(Written problem):
Retype only what runs from the line that contains "split ring? Mark that spot." through the last line of the listing below, both lines included.

(Coordinate annotation entries):
**********

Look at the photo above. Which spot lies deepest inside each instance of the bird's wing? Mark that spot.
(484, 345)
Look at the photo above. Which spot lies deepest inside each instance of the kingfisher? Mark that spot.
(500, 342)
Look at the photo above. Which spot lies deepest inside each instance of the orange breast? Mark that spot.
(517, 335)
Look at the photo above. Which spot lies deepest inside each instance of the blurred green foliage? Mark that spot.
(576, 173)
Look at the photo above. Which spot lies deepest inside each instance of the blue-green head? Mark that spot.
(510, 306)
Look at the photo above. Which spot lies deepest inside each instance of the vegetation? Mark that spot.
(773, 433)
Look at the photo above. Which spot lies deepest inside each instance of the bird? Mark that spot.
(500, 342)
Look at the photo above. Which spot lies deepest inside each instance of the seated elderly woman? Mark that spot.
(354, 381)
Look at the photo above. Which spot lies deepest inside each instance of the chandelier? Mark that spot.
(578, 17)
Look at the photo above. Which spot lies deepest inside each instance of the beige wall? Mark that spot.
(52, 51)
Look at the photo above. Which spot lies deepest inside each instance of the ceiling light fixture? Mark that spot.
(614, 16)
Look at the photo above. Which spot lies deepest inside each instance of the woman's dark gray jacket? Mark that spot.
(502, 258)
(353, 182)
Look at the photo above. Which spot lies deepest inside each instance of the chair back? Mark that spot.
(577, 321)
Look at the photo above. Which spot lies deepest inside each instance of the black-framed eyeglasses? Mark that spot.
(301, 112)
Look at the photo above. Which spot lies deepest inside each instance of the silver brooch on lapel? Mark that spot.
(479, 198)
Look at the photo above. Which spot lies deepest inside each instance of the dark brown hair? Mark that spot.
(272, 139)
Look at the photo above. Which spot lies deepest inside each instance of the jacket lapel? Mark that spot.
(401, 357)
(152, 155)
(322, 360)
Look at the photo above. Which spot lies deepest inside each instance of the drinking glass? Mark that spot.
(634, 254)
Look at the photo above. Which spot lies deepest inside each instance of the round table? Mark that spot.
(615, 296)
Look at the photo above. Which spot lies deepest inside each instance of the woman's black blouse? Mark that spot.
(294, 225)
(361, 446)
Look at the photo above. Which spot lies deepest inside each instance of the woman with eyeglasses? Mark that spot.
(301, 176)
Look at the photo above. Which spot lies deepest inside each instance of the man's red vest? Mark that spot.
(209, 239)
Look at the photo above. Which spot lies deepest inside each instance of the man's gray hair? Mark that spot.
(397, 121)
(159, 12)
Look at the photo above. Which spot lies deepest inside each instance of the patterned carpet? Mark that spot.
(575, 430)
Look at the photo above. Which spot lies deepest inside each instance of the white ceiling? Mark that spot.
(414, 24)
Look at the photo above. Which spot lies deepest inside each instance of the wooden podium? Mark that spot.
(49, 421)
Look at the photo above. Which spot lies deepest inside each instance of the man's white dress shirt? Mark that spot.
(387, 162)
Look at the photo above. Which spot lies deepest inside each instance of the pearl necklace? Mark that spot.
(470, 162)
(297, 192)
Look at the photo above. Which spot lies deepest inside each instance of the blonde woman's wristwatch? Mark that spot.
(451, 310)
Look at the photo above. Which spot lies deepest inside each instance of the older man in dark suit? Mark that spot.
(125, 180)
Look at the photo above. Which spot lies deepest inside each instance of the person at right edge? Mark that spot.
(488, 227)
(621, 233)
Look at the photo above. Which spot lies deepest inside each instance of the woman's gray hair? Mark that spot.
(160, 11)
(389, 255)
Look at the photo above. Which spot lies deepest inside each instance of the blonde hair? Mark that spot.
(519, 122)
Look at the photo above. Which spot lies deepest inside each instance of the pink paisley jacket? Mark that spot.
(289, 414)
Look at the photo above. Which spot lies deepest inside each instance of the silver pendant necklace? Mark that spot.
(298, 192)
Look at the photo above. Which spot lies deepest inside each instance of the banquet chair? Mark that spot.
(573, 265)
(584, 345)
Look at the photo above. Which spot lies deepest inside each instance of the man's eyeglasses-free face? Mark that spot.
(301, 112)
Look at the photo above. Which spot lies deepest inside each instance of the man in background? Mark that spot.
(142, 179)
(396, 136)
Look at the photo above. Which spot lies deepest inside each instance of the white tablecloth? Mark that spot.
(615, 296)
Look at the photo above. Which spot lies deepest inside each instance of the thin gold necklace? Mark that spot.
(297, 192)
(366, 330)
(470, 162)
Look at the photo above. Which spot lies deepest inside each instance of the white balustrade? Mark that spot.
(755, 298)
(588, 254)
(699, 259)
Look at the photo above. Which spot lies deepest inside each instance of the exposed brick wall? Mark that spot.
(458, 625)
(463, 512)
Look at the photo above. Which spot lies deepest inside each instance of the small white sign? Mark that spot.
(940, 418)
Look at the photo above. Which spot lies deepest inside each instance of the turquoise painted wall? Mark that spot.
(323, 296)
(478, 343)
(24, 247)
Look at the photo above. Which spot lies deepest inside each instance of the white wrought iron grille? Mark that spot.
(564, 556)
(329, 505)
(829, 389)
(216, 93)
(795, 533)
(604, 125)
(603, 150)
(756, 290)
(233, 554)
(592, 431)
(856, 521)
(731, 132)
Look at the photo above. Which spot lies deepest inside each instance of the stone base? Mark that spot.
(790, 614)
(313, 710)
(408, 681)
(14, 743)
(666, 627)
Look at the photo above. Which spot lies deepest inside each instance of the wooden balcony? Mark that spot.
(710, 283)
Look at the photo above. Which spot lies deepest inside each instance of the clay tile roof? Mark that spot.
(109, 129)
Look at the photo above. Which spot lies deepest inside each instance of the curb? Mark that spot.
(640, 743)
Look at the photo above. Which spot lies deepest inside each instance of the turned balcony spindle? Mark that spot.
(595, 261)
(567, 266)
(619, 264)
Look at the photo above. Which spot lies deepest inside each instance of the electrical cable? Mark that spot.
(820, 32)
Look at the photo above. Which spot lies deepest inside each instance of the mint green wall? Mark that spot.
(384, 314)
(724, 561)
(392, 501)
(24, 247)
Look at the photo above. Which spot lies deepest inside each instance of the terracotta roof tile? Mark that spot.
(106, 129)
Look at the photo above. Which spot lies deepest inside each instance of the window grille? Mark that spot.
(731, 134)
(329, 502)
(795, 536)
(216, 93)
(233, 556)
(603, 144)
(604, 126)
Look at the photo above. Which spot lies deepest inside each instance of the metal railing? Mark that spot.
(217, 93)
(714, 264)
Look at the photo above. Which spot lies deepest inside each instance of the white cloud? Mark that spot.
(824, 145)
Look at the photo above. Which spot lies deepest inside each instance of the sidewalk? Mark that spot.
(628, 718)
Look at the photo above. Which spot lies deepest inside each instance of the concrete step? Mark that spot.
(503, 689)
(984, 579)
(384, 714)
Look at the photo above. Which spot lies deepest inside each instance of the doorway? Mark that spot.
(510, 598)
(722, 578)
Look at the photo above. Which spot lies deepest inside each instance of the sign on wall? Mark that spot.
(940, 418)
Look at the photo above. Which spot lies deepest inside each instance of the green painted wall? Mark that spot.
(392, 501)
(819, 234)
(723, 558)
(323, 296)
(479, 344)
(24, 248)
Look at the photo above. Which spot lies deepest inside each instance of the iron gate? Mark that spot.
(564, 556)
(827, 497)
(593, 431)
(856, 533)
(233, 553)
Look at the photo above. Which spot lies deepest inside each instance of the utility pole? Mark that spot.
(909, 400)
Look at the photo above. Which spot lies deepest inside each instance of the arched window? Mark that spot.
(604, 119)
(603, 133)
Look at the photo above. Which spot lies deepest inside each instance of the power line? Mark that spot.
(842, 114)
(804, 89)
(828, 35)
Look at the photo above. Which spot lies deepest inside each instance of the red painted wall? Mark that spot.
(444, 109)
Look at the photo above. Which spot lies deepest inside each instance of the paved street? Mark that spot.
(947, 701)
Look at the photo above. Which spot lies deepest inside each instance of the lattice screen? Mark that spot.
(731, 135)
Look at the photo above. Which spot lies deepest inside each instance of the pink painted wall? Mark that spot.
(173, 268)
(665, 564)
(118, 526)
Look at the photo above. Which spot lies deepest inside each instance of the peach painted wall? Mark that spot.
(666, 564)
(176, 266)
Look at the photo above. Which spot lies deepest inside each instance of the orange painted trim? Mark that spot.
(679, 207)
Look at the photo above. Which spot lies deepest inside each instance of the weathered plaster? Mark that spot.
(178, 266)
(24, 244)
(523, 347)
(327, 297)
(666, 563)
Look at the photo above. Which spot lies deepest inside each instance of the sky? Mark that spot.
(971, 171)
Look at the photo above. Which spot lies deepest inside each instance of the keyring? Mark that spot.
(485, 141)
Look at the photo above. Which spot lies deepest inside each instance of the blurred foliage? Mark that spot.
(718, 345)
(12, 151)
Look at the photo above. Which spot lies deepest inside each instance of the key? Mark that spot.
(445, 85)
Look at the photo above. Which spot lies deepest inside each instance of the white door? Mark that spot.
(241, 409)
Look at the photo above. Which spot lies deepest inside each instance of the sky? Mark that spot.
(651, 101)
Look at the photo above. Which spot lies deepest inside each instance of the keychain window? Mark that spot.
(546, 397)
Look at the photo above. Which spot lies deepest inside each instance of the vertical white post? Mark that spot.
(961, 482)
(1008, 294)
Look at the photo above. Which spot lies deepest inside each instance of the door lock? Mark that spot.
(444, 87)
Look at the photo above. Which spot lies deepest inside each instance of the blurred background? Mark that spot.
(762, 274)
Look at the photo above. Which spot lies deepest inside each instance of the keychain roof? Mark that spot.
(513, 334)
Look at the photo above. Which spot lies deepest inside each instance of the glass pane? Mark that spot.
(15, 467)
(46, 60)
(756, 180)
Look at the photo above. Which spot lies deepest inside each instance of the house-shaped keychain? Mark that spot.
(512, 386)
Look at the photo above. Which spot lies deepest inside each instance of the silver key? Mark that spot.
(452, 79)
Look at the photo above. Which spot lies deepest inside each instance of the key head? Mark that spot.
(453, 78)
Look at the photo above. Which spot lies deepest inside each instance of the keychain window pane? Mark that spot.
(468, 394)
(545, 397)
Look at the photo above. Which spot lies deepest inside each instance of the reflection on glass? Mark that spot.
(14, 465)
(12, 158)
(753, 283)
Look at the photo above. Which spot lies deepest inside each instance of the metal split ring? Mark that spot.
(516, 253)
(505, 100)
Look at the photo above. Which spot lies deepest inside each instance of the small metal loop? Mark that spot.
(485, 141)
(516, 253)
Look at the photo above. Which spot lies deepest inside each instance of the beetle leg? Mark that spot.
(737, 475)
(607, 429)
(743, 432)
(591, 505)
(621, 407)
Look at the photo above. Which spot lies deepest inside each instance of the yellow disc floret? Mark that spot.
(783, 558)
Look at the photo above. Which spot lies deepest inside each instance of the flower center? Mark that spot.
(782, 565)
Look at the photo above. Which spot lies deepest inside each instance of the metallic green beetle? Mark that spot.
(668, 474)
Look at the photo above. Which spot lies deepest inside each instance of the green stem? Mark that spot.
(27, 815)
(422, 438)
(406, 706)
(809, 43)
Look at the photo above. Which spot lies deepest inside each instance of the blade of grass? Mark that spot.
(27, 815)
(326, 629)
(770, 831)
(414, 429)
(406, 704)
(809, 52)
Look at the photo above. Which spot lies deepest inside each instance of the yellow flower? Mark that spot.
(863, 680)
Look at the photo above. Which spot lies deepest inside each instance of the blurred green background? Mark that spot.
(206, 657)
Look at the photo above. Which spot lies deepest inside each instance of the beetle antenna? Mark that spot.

**********

(Result below):
Look at the photo above. Which spot lies deepest inside each instance of the metal split ring? Mark that spot.
(516, 253)
(505, 100)
Look at the photo above. Which spot lies deepest inside each instance of the small metal loop? Mark that spot.
(485, 141)
(516, 253)
Look at the photo above. Which spot lies deepest inside each instance of the beetle leg? Mark that spot.
(737, 475)
(607, 429)
(743, 432)
(591, 505)
(621, 407)
Look at the photo above. Which spot lies deepest inside each instance of the yellow disc floret? Mark that spot.
(783, 558)
Look at the photo above. Which spot lies deepest inside each instance of the flower center? Mark that spot.
(782, 565)
Look at the photo above. Which spot lies deepest inside each instance of the metallic green beetle? Mark that spot.
(668, 474)
Look at the photo above. Which spot lies deepest inside each instance of the green stem? Mark that spot.
(27, 815)
(422, 438)
(406, 706)
(809, 43)
Look at the photo above. Which spot lies deepest inside each instance of the blade of grass? Mark that spot.
(27, 815)
(326, 629)
(770, 831)
(414, 429)
(406, 704)
(809, 52)
Look at the photo above. Which spot lies deepest inside each instance of the yellow flower? Mark that spot.
(863, 680)
Look at the photo above. Which spot lies deepest inside each instance of the blurred green background? Mark that spot.
(206, 657)
Look at the photo above. Which spot lies deepest inside each instance of the beetle antenna? Mark that spot.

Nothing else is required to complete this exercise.